- [Data section]:
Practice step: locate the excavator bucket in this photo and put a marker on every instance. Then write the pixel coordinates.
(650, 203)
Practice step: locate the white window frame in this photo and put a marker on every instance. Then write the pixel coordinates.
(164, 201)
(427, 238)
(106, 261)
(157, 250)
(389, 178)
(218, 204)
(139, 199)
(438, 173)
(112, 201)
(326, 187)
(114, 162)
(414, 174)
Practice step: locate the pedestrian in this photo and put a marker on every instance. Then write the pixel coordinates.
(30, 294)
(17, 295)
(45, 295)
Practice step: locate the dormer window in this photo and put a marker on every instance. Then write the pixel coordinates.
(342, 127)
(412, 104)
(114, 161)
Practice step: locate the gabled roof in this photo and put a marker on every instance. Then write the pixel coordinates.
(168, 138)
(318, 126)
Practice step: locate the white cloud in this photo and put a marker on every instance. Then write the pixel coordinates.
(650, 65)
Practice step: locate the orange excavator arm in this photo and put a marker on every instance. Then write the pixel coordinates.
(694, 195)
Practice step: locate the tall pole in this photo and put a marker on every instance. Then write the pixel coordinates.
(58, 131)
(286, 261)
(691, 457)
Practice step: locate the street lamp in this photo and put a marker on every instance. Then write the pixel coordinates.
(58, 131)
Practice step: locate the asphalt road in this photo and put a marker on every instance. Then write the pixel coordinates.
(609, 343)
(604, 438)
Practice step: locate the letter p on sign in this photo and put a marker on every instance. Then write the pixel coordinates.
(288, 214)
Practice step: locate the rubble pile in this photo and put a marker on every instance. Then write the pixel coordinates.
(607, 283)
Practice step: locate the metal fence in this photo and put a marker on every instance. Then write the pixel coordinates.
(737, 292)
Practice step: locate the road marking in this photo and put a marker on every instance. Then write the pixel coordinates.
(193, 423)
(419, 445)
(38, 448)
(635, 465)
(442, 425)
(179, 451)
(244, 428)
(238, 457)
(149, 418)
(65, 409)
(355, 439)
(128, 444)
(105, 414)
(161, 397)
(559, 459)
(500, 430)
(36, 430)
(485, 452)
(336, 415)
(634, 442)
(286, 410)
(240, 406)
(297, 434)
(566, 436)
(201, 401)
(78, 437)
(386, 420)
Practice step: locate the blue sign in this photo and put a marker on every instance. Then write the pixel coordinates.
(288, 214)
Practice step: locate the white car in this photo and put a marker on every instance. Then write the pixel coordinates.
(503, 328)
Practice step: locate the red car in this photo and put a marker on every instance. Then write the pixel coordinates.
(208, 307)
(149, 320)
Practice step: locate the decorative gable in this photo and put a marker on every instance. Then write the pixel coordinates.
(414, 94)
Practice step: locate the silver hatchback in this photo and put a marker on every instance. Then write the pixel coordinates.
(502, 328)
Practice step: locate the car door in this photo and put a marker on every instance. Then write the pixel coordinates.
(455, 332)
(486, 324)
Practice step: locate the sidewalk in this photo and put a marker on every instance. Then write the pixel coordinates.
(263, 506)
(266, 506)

- [Task directions]:
From the first line to the last, return the data exactly as written.

- [Result of this exercise]:
Practice step: locate the excavator bucket in this photo and put a marker on every instance. Then write the pixel coordinates.
(650, 203)
Practice step: locate the white window frame in this photo and put a marker on every instance. Then write the pixel coordinates.
(164, 201)
(427, 238)
(106, 261)
(157, 250)
(389, 178)
(218, 204)
(139, 199)
(438, 173)
(112, 201)
(326, 187)
(114, 162)
(414, 174)
Practice step: locate the pedestrian in this photo and put a marker on every instance. Then write the pixel coordinates.
(30, 294)
(17, 295)
(45, 295)
Practice step: locate the dormer window in this photo and put a marker on every instance. Then write the pixel coordinates.
(342, 127)
(412, 104)
(114, 161)
Practice step: locate the gabled roof in this photo and put a marker on every instance. Then write the pixel coordinates.
(168, 138)
(318, 126)
Practice step: locate the white cloud in this photo and put a marker on every instance. Then write the pixel coordinates.
(650, 65)
Practice step: locate the orange excavator arm in this photo and put a marker on every instance. Then write the pixel coordinates.
(694, 195)
Practice step: locate the tall pole in this photo and put a marker on every instance. Then write the pixel coordinates.
(58, 131)
(286, 261)
(691, 457)
Practice step: locate the street lamp in this photo and put a marker on every instance. Then write the pixel coordinates.
(58, 131)
Practice step: locate the asphalt road in this photo and put a marker on every instance. Then write the pixel coordinates.
(609, 343)
(604, 438)
Practice step: locate the letter p on sign in this photo and put a marker on every instance. Then write the pixel coordinates.
(288, 214)
Practice step: locate the rubble pile in this photo and put a marker on every instance. Then write the pixel coordinates.
(607, 283)
Practice step: locate the metal fence in this photo and put a marker on every instance. Then write the pixel coordinates.
(737, 292)
Practice step: locate the road marking in this photo and put a marker on every instance. Then write the pixel coordinates.
(193, 423)
(419, 445)
(38, 448)
(635, 465)
(442, 425)
(179, 451)
(244, 428)
(238, 457)
(149, 418)
(65, 409)
(355, 439)
(128, 444)
(105, 414)
(161, 397)
(559, 459)
(500, 430)
(36, 430)
(485, 452)
(336, 415)
(634, 442)
(286, 410)
(240, 406)
(297, 434)
(566, 436)
(201, 401)
(78, 437)
(386, 420)
Practice step: locate the blue sign in this photo and put a marker on every instance. Then write the pixel coordinates.
(288, 214)
Practice step: locate the white car in this photo and put a marker on every instance. Then write the pixel coordinates.
(503, 328)
Practice step: locate the red car in this photo and put a marker on every instance. Then write the pixel coordinates.
(208, 307)
(149, 320)
Practice step: locate the decorative gable in this photo and put a marker on every instance. Then write the pixel coordinates.
(414, 94)
Practice step: locate the silver hatchback in this photo and put a marker on every instance. Then write the pixel coordinates.
(502, 328)
Practice step: locate the car door in this photo and put a marker on every instance. Then write the pixel coordinates.
(455, 332)
(486, 324)
Practice step: locate the sidewalk in this photo and put a marker on every instance. Then write the pixel coordinates.
(263, 506)
(266, 506)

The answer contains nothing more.